■ **Énoncé a**
Selon le texte sur la navigation, combien de bateaux sont arrivés à Sainte-Lucie lors du WARC 2018 ?

■ **Texte**
────────────────────────────────────────

Un seul objectif : arriver au bout. Un seul mot d’ordre : prudence, quoique pour le rhum …
Pour ma part et pour être concis, je navigue depuis le plus jeune âge bien que n’étant pas breton : en croisière, au large, en course, en régate. De la planche à voile au Maxi Yacht en passant par le Tornado, le 3/4 ton… de l’Irlande en muscadet en 1976, aux Acores en Ecume de mer à deux en 1978 : premiers sillages un peu longs et précurseurs de traversées plus conséquentes et des voiliers plus prestigieux.
Mais l’originalité de ces carnets est de cumuler cette expérience propre à celle des autres participants des Rallye que nous avons rejoint. De 34 bateaux au départ du WARC 2018 nous étions 12 à l’arrivée à Sainte-Lucie, on peut en tirer des observations intéressantes...

────────────────────────────────────────

■ **Fiches d'annotation par coordonnées**
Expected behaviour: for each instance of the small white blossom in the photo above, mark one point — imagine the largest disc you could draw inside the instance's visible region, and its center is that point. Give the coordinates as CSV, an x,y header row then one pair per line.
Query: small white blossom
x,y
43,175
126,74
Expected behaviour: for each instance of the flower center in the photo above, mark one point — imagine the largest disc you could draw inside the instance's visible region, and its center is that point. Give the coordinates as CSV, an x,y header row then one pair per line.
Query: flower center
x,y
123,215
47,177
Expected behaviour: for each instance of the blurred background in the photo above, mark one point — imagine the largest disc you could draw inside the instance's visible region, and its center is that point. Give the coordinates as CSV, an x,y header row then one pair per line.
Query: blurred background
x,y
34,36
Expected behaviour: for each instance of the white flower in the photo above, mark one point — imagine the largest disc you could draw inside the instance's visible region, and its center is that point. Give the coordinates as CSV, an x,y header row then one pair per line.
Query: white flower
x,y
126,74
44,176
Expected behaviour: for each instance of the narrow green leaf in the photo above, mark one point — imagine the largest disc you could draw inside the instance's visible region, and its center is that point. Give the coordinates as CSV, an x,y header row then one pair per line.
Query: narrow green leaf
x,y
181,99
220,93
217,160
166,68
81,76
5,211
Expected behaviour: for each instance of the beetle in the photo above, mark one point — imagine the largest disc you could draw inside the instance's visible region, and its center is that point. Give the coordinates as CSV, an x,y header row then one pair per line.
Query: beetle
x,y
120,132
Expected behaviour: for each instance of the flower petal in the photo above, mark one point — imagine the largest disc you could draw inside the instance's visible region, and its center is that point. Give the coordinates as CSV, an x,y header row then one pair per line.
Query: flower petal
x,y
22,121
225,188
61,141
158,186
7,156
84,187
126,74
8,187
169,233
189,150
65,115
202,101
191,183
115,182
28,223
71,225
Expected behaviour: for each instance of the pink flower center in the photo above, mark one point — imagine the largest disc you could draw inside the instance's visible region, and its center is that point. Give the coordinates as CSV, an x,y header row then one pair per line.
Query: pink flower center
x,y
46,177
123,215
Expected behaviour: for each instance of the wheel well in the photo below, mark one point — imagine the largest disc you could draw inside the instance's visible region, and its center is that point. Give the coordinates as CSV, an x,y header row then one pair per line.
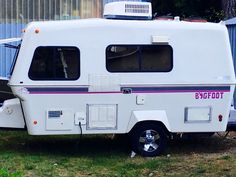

────────────────────────────────────────

■ **Énoncé b**
Dans la liste, réécrivez le passage qui va de la ligne contenant "Expected behaviour: for each instance of the flower petal" jusqu'à celle contenant "Query: flower petal", en mettant "rose petal" à la place de "flower petal" sans rien toucher d'autre.

■ **Réponse finale a**
12 bateaux, sur 34 au départ.

■ **Réponse finale b**
Expected behaviour: for each instance of the rose petal in the photo above, mark one point — imagine the largest disc you could draw inside the instance's visible region, and its center is that point. Give the coordinates as CSV, an x,y header row then one pair per line.
Query: rose petal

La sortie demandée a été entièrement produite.